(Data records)

....................

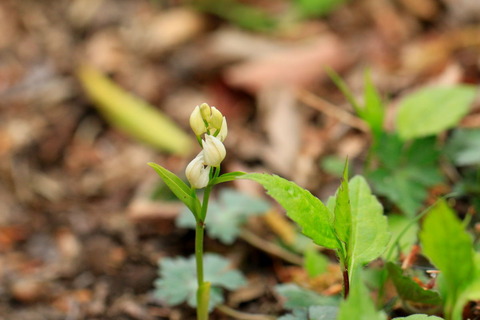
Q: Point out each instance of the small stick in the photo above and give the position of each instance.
(331, 110)
(242, 315)
(269, 247)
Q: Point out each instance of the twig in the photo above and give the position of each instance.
(242, 315)
(331, 110)
(269, 247)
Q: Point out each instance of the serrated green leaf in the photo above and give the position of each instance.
(369, 236)
(419, 317)
(307, 211)
(449, 247)
(315, 263)
(429, 111)
(464, 147)
(132, 115)
(178, 187)
(226, 216)
(410, 290)
(298, 297)
(227, 177)
(343, 217)
(177, 280)
(359, 304)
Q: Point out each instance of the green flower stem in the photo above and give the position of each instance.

....................

Rewrite all of the records with "twig" replaced by "thin branch" and everything else left unchanged. Leave the pictures out of your answer.

▶ Written solution:
Q: Point out each instance of the small stick in the photo above and give the position of each instance.
(331, 110)
(242, 315)
(269, 247)
Q: Point out each instance of the thin branch in the photo above and give the position of each instance.
(242, 315)
(331, 110)
(269, 247)
Q: Point out each instance of the serrated green leaf in the photo above and give the position of each instance.
(369, 236)
(419, 317)
(307, 211)
(449, 247)
(315, 263)
(429, 111)
(464, 147)
(132, 115)
(178, 187)
(226, 216)
(410, 290)
(298, 297)
(227, 177)
(343, 217)
(177, 280)
(359, 304)
Q: Point out each instance of the green flower stem in the photo above and give the position of each instance.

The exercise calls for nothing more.